Retour dans la grande Halle pour revoir un groupe que j’avais déjà beaucoup apprécié en première partie d’Heidevolk et Equilibrium au Divan du Monde : Finsterforst. La troupe allemande s’est spécialisée dans son propre genre thématique et géographique, à savoir le metal de la Forêt Noire ! Soit un style puissant et épique, aux paroles axées sur la nature, avec des orchestrations sophistiquées, des samples qui passent plutôt bien alors que je trouve que ça peut vite être excessif et ridicule (coucou Septicflesh), là musicalement je suis plutôt convaincue par le chant brutal du frontman, les solos, et scéniquement c’est à la fois propre et bien calibré avec des musiciens qui se déplacent suffisamment pour que tout le monde puisse les voir (malgré toute cette fumée qui ne s’évacue pas, c’est vraiment un problème récurrent ici), et propice à la déconnade, avec le chanteur qui fait des têtes pas possibles, promène son gobelet de bière, s’assied n’importe comment sur la marche devant la batterie en ayant l’air d’être au bout de sa vie… (Il me fait un peu penser au chanteur de Vulture Industries pour cette raison, le côté carré musicalement mais avec un aspect un peu nonchalant.) En revanche je n’ai pas du tout compris le concept pour leurs tenues… Les gars étaient tous en chemise à carreaux jaunes et noires, sales, avec des t-shirts troués en dessous (j’ai passé pas mal de temps à lutter contre l’envie de mettre le doigt dans le trou du t-shirt du chanteur pile au milieu du ventre quand il était juste en face de moi), et du… Je ne sais quoi sur le visage, censé évoquer du sang séché, ou de la terre ? Je ne sais pas si on devait voir des bûcherons qui auraient eu un accident en tentant de chasser un caribou, des mecs évadés de prison et qui se seraient roulés dans la terre, un boys band zadiste québécois ? Mystère. En tout cas hormis ce détail vestimentaire j’ai bien savouré le concert de Finsterforst pour toutes les raisons précédemment citées.

L’avant-dernier concert de la journée était celui de Kalevala. Je ne connaissais pas du tout le groupe russe, et on ne peut pas vraiment dire que je lui aie donné sa chance, puisque j’ai su dès le début que je n’allais pas aimer, dès les premiers hurlements stridents de la chanteuse en robe longue traditionnelle de l’Est. Le côté incantations de Baba Yaga furibarde accompagnées d’accordéon de fête au village, ce n’est juste pas possible pour moi, malgré la balalaïka et le reste des instruments, que je n’ai même pas eu trop le temps de détailler, vu que j’ai vraiment fait un rejet devant tous ces sons suraigus, et que j’ai trouvé que ce serait un très bon moment pour tenter de me ravitailler. Il faut dire aussi que tous les stands de nourriture commençaient à être au mieux à moitié vides, les ardoises n’affichaient quasiment plus que des plats barrés, et j’ai pu acheter une des dernières galettes du stand de crêpes après un long moment d’attente. Entre la qualité et la quantité de la nourriture au Cernunnos Pagan Fest, il y a vraiment des améliorations qui pourraient être apportées, quand on se retrouve à payer relativement cher des plats où il y a plus de gras que de viande, presque pas de garniture dans les galettes, des plats végétariens qui sont au même prix que les versions carnistes en enlevant juste la viande, on sent bien qu’on se fait avoir, même si c’est toujours un peu le deal en fest.

Fiches issues d’une collecte de données:
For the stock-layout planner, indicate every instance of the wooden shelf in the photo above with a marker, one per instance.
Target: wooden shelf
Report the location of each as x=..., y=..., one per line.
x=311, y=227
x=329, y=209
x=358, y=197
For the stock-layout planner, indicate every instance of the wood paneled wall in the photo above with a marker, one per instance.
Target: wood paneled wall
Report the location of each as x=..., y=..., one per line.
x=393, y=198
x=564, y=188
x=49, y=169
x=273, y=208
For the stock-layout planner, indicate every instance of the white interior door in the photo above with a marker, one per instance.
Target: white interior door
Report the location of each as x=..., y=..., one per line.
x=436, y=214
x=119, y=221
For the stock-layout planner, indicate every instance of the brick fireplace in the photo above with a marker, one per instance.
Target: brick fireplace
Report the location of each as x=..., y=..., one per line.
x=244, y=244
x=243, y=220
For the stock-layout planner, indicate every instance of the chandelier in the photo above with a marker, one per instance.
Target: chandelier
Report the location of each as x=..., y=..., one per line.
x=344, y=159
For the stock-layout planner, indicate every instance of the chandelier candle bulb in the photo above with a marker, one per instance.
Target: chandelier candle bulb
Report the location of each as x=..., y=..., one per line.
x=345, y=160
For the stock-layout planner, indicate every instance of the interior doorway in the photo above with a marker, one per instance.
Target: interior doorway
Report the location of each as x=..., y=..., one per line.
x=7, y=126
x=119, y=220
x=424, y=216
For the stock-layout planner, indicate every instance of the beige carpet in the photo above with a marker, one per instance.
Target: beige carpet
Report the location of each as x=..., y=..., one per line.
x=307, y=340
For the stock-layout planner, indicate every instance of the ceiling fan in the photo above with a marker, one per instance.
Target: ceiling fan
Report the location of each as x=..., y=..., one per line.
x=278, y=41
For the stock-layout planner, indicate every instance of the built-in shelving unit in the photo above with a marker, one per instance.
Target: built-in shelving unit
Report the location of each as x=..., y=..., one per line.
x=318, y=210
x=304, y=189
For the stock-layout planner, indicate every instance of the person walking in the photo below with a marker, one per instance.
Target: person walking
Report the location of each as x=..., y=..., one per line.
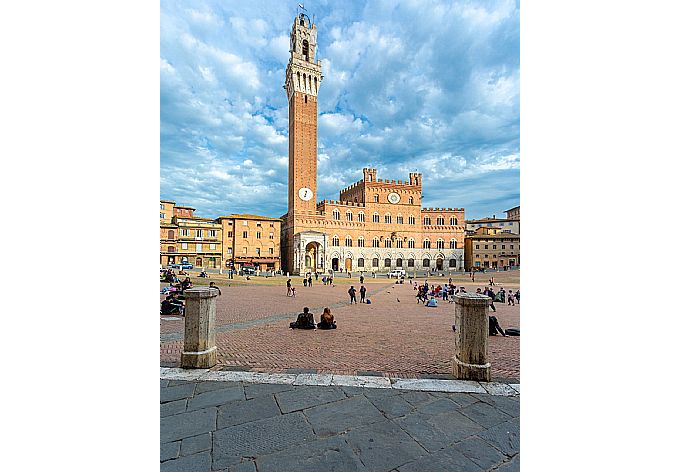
x=511, y=298
x=353, y=295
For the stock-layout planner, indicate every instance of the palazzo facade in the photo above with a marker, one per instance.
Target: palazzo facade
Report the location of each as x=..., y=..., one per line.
x=376, y=225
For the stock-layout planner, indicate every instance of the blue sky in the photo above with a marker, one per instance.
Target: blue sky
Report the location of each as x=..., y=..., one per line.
x=427, y=86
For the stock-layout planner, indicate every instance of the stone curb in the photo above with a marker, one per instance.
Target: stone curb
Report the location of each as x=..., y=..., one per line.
x=364, y=381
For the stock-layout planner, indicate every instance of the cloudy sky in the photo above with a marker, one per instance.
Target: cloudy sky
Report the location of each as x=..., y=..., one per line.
x=427, y=86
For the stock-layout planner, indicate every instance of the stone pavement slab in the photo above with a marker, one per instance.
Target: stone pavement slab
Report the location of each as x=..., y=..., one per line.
x=177, y=392
x=215, y=398
x=255, y=409
x=383, y=446
x=369, y=429
x=304, y=397
x=485, y=414
x=339, y=416
x=187, y=424
x=331, y=454
x=505, y=437
x=200, y=462
x=257, y=390
x=259, y=438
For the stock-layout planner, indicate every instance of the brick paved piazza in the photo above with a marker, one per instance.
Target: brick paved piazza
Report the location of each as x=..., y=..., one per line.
x=394, y=335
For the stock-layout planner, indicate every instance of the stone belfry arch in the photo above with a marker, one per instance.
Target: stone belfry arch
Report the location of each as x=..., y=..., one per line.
x=302, y=84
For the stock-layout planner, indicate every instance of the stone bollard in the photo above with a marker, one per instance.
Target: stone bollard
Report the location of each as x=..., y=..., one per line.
x=472, y=337
x=199, y=328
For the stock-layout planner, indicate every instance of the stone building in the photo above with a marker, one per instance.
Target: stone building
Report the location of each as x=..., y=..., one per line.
x=376, y=225
x=491, y=248
x=511, y=223
x=187, y=238
x=251, y=240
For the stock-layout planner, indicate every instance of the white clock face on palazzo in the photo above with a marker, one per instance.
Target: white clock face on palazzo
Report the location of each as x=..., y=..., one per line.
x=393, y=197
x=305, y=194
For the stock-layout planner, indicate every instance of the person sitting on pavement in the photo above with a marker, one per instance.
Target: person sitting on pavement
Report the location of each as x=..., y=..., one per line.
x=186, y=284
x=213, y=285
x=305, y=320
x=170, y=307
x=494, y=327
x=327, y=321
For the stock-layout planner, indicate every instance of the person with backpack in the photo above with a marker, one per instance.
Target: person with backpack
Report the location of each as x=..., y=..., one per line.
x=327, y=321
x=305, y=320
x=353, y=295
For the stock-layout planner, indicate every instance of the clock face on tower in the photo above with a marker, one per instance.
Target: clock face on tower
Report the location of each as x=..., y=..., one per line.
x=393, y=197
x=306, y=194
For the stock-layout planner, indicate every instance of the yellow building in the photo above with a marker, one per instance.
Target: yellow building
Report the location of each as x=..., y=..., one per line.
x=376, y=225
x=185, y=238
x=250, y=240
x=492, y=248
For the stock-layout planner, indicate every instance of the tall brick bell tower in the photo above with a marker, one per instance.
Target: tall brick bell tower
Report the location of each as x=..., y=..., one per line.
x=302, y=84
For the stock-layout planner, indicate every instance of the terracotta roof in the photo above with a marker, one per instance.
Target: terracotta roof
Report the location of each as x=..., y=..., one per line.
x=244, y=216
x=494, y=236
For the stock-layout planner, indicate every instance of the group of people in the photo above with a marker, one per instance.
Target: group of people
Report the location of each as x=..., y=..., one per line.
x=425, y=292
x=305, y=320
x=353, y=294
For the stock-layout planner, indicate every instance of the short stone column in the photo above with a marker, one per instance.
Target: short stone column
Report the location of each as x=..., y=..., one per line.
x=471, y=360
x=199, y=328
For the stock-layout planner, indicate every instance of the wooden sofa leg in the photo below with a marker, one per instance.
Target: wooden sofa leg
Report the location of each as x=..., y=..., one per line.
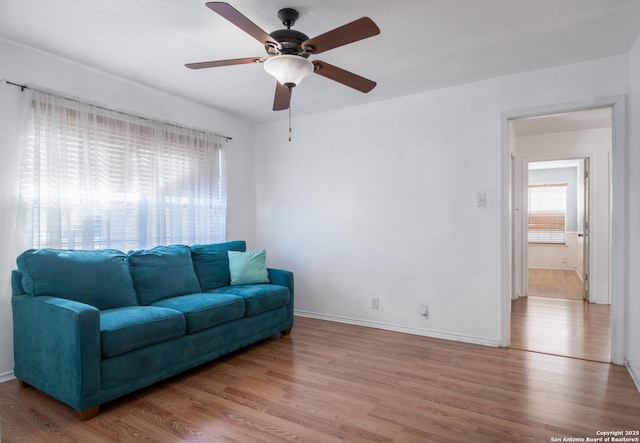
x=23, y=384
x=87, y=414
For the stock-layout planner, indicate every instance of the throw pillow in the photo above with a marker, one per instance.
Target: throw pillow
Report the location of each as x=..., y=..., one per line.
x=212, y=263
x=163, y=272
x=248, y=268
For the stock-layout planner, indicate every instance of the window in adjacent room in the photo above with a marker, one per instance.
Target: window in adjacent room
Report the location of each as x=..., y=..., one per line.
x=547, y=213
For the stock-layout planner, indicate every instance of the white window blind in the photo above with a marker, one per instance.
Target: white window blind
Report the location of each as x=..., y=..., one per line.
x=547, y=213
x=94, y=178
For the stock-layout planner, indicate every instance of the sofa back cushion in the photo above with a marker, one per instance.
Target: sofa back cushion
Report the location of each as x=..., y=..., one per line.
x=162, y=272
x=99, y=278
x=212, y=263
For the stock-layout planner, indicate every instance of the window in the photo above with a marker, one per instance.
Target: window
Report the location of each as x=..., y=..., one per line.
x=95, y=178
x=547, y=213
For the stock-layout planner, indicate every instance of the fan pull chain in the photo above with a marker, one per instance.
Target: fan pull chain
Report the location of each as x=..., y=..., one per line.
x=289, y=122
x=290, y=96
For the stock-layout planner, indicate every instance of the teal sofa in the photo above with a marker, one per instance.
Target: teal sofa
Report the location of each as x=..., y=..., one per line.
x=91, y=326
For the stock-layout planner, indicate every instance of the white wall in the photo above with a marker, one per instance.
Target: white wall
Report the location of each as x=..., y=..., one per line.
x=24, y=65
x=632, y=310
x=380, y=200
x=596, y=144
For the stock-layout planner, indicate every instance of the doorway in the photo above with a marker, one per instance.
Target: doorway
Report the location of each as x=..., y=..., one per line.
x=560, y=266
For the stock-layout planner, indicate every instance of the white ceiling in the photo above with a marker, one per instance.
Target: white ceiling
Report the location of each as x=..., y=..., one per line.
x=567, y=121
x=423, y=45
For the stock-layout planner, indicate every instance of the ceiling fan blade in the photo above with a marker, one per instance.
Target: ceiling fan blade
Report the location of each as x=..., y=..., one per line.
x=351, y=32
x=282, y=99
x=218, y=63
x=342, y=76
x=234, y=16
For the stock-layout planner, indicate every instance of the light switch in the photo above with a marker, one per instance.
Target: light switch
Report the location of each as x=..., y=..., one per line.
x=482, y=199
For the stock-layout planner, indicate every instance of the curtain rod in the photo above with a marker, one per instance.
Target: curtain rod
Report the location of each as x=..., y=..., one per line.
x=23, y=87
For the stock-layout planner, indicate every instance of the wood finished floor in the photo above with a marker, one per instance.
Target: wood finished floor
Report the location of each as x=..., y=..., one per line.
x=330, y=382
x=571, y=328
x=556, y=283
x=558, y=321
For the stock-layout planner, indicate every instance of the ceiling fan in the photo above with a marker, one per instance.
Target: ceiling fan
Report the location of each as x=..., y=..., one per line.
x=288, y=51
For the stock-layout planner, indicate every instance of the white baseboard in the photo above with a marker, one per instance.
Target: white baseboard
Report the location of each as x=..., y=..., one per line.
x=6, y=376
x=397, y=328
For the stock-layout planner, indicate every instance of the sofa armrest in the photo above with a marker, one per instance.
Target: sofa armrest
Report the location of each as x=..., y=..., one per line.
x=57, y=347
x=283, y=278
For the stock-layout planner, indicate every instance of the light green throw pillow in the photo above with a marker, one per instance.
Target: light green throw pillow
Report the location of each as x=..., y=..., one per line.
x=248, y=268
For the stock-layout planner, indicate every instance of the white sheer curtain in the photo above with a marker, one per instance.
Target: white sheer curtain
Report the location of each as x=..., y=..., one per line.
x=95, y=178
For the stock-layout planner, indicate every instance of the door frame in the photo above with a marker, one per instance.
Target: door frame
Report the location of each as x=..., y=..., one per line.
x=524, y=244
x=617, y=222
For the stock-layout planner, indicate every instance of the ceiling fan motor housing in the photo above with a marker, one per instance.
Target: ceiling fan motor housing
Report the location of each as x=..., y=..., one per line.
x=290, y=43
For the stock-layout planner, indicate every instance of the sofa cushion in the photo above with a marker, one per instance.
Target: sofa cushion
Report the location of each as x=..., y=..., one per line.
x=162, y=272
x=258, y=298
x=125, y=329
x=203, y=311
x=98, y=278
x=212, y=263
x=248, y=268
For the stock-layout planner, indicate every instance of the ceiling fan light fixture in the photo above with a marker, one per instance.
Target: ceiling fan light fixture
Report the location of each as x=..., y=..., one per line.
x=289, y=70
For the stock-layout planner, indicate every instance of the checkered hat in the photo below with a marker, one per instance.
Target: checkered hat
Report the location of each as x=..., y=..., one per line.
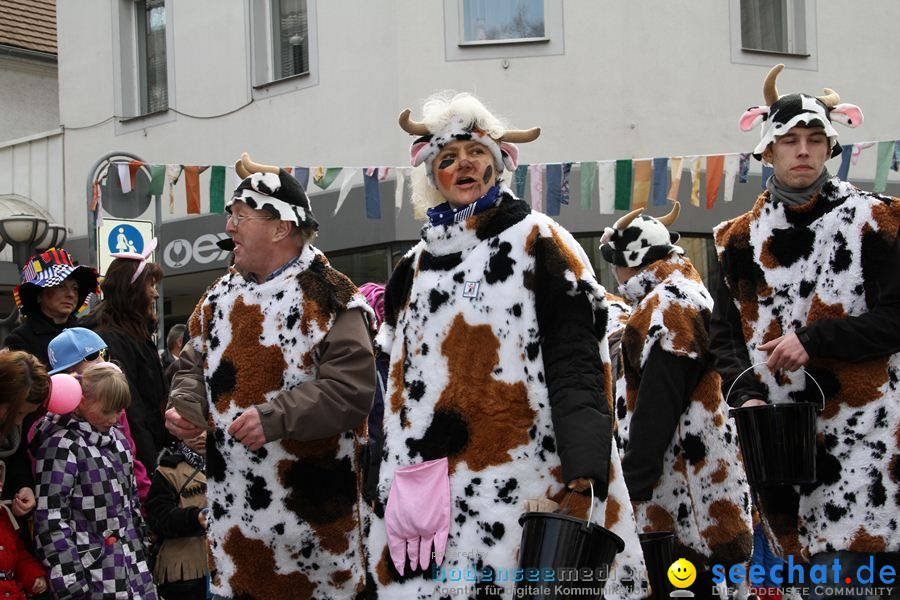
x=49, y=269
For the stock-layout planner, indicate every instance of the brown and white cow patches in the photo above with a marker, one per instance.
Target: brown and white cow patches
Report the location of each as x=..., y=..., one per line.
x=467, y=382
x=287, y=520
x=823, y=260
x=702, y=494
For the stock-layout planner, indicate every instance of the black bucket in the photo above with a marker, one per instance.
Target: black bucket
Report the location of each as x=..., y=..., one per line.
x=557, y=550
x=659, y=554
x=778, y=442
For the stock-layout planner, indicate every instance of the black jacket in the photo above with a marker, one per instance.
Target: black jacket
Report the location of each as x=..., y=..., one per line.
x=34, y=335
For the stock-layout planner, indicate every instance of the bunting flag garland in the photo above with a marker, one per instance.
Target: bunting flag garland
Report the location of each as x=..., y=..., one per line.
x=346, y=185
x=642, y=170
x=124, y=177
x=883, y=165
x=623, y=185
x=857, y=150
x=371, y=177
x=554, y=185
x=659, y=188
x=217, y=190
x=676, y=166
x=521, y=174
x=587, y=173
x=157, y=179
x=192, y=187
x=744, y=167
x=606, y=186
x=301, y=174
x=536, y=174
x=767, y=172
x=398, y=189
x=325, y=176
x=715, y=166
x=695, y=180
x=173, y=173
x=846, y=155
x=732, y=164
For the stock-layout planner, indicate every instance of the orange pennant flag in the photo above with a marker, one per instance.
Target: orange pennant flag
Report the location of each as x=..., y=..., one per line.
x=715, y=170
x=643, y=170
x=192, y=187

CONSIGNE 1: Dans le compte rendu de concerts, reformulez plus brièvement le paragraphe qui commence par « L’avant-dernier concert de la journée » en conservant ses principaux faits.
CONSIGNE 2: Traduisez en anglais cette phrase du compte rendu de concerts : « Je ne connaissais pas du tout le groupe russe, et on ne peut pas vraiment dire que je lui aie donné sa chance, puisque j’ai su dès le début que je n’allais pas aimer, dès les premiers hurlements stridents de la chanteuse en robe longue traditionnelle de l’Est. »
CONSIGNE 3: Rédigez la suite du compte rendu de concerts à partir de sa dernière phrase.
Ces fiches constituent un matériau distinct du compte rendu de concerts.

RÉPONSE ATTENDUE 1: Kalevala, groupe russe jusque-là inconnu, a joué l’avant-dernier concert de la journée. Il a déplu dès les premiers hurlements stridents de sa chanteuse en robe longue traditionnelle de l’Est. Ces incantations accompagnées d’accordéon et ces sons suraigus ont provoqué un rejet, malgré la balalaïka et les autres instruments. Ce fut l’occasion d’aller se ravitailler. Les stands de nourriture étaient au mieux à moitié vides et la plupart des plats étaient barrés. Il a fallu attendre longtemps pour obtenir l’une des dernières galettes du stand de crêpes. La nourriture du Cernunnos Pagan Fest pourrait être améliorée : les plats sont relativement chers et contiennent plus de gras que de viande, les galettes n’ont presque pas de garniture, et les plats végétariens coûtent autant que les versions avec viande, même si c’est un peu le deal en festival.

RÉPONSE ATTENDUE 2: I didn't know the Russian band at all, and you can't really say I gave it a chance, since I knew from the start that I wasn't going to like it, from the very first shrill screams of the singer in a long traditional Eastern dress.

RÉPONSE ATTENDUE 3:
Une fois (un peu) rassasiée, je me hâte de retourner dans la Halle pour voir, last but not least, les Finlandais de Turisas. Je ne les ai jamais vus, j’aurais pu les voir au Motocultor mais j’avais assisté à un autre concert, on m’en a beaucoup parlé depuis et je me dis que ce sera une bonne séance de rattrapage, je suis plutôt curieuse. Et là, dégringolade : on n’est pas sûrs qu’ils jouent car leur matériel a été perdu à l’aéroport, finalement il semblerait que ce soit bon, ils empruntent du matos à d’autres groupes mais comme si c’était un dû et sans politesse, les consignes au sujet des photos sont à la fois surréalistes et floues, leur attitude sur scène est pédante et assez irrespectueuse vis-à-vis de l’ensemble des spectateurs comme des photographes… En plus de ça l’atmosphère dans la salle devient vraiment très bizarre comme si le public n’était pas du tout le même que pour les concerts précédents, l’ambiance se tend, les slams deviennent vraiment ingérables, l’effet du « battle metal » peut-être, avec des gens qui sont lancés sur le public plutôt que portés doucement, on se prend des coups de rangers par surprise dans la tête ou des personnes nous tombent dessus de tout leur poids, pendant que le chanteur fait une remarque comme quoi la scène est sa zone et que le public doit rester de son côté. Un vrai moment d’osmose et de bonne entente dites donc, ça fait chaud au cœur. En plus ils ont tellement l’air d’être sur scène contraints et forcés et d’assurer le show mécaniquement que vu qu’on n’a ni envie de se faire prendre de haut ni envie de sortir en miettes d’un concert pas très incarné nous sommes nombreux à partir, photographes et chroniqueurs en première ligne. Ce n’est pas parce qu’on est en tête d’affiche qu’on doit avoir la grosse tête.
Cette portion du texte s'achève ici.